- _Selected text_:
+++

Heart attacks strike about 735,000 people in the U.S. every year. For about 210,000 of them, it's not the first time. The Obama administration, with less than six months on the clock, is betting that changing the way Medicare pays hospitals and physicians to treat them can trim those numbers and save money.
The CMS announced a proposal last week to put three new episodes of care under mandatory experiments with bundled payments, potentially compelling hundreds of additional hospitals into becoming financially accountable for what happens to Medicare patients long after they leave the hospital. It was just one in a series of steps in an effort to move Medicare and the entire industry toward models that pay for the quality of healthcare rather than the quantity of services.
But the nature of the care in the new proposal—treatment for acute myocardial infarction (heart attack), coronary artery bypass grafts, and treatment for hip or femoral fractures—constitutes a bigger ask for the participants, which haven't been chosen yet. And for hospitals with limited experience with bundles, the brisk pace of the transition could pose additional challenges. Nonetheless, many are cheering the aggressive adoption of mandatory bundles because, they say, it gives them a framework to provide better care for patients.
“They are increasing the risk profile for the hospital and for the treating physicians who are falling within the bundled-payment program,” said Dr. James Caillouette, chief strategy officer for the Hoag Orthopedic Institute in Irvine, Calif. “All those involved in healthcare have always wanted the best for their patients. Providers now have a greater amount of skin in the game and risk in the outcome.”
In bundled-payment programs, the payer—in this case, it's Medicare—sets a target price for a medical or surgical episode, like a heart attack or a broken hip. Although it still pays providers on a fee-for-service basis, the total costs are then reconciled with the target amount. Hospitals either pocket or pay back the difference.

+++

- _Supplied information_:
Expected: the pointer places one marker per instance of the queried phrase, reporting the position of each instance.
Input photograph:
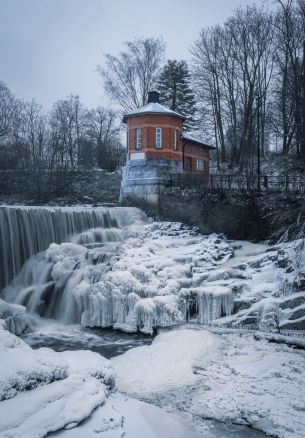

+++

- _Complete the following_:
1. According to the Medicare bundled-payment text, about how many people in the U.S. suffer heart attacks each year?
2. Reproduce the stretch of the Medicare bundled-payment text from "Heart attacks strike" through "quantity of services.", substituting "medical centers" for "hospitals" wherever it occurs.
Rely solely on the text when responding.

- _Results of the tasks_:
1. About 735,000 people.

2.
Heart attacks strike about 735,000 people in the U.S. every year. For about 210,000 of them, it's not the first time. The Obama administration, with less than six months on the clock, is betting that changing the way Medicare pays medical centers and physicians to treat them can trim those numbers and save money.
The CMS announced a proposal last week to put three new episodes of care under mandatory experiments with bundled payments, potentially compelling hundreds of additional medical centers into becoming financially accountable for what happens to Medicare patients long after they leave the hospital. It was just one in a series of steps in an effort to move Medicare and the entire industry toward models that pay for the quality of healthcare rather than the quantity of services.